◆ **Exercise directions**
The answer is every line in the data below that contains the word "test".

*** Begin section ***

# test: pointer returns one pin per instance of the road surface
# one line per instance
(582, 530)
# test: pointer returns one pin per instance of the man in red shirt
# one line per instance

*** End section ***

◆ **Reply to the exercise**
# test: pointer returns one pin per instance of the road surface
# test: pointer returns one pin per instance of the man in red shirt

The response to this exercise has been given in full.